### Your objective
Rewrite every line of the listing below, requests included, beginning at the line that contains "Which pixel sits on the sandstone" and continuing through the last line of the listing. Multiply each x and y coordinate in the answers by 0.25 and round to whole numbers, with halves rounded up, leaving the requests unchanged.

Stored items:
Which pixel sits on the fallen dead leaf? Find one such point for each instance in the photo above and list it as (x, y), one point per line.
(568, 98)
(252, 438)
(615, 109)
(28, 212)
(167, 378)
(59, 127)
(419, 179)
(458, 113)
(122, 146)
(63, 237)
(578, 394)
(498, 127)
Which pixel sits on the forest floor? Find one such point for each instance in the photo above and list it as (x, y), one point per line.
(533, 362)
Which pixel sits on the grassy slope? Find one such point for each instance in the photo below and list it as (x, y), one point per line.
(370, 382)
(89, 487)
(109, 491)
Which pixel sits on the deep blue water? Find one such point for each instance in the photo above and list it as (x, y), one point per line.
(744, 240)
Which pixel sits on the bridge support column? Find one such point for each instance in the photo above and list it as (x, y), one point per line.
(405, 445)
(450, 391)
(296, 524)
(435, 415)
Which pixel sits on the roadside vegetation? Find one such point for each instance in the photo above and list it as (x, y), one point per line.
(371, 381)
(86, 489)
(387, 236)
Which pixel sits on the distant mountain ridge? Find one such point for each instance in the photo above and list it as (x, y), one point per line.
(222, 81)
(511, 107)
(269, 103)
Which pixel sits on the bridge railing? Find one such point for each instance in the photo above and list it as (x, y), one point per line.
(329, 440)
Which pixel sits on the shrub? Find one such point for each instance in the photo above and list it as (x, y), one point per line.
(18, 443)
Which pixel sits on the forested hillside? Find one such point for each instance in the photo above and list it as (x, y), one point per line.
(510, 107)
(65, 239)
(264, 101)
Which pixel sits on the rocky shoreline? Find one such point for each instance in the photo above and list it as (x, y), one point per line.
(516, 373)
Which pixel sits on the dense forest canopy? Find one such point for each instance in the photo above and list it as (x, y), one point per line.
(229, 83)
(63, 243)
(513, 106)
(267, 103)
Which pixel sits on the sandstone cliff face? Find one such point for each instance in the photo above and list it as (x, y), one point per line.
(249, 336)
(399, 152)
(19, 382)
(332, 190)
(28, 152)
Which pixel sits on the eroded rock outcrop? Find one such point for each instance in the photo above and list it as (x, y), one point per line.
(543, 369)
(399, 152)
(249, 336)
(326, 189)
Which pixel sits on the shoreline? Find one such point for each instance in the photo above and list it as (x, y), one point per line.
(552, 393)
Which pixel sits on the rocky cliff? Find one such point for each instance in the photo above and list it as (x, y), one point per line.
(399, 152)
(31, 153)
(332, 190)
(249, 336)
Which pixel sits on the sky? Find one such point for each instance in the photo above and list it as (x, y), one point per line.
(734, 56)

### Correct answer
Which pixel sits on the sandstone cliff face? Find one such point for each instance in the photo above and list it as (x, y), one point per line.
(62, 84)
(100, 38)
(5, 96)
(83, 48)
(7, 38)
Which pixel sits on the eroded rock outcrop? Find one such point for each instance in the photo above and list it as (x, y), one point per line.
(136, 92)
(100, 38)
(62, 84)
(82, 47)
Which pixel sits on the shoreline? Find one such point for each instance in the photo above and list it as (x, y), one point per line.
(138, 98)
Which pixel sits on the rocky cliff? Find one such point for each instance in the photo above and list it as (x, y), one point per line.
(100, 38)
(8, 38)
(83, 48)
(62, 84)
Which pixel sits on the sky? Find one such point for each instance in the photo above and list it as (x, y), one point per line.
(184, 14)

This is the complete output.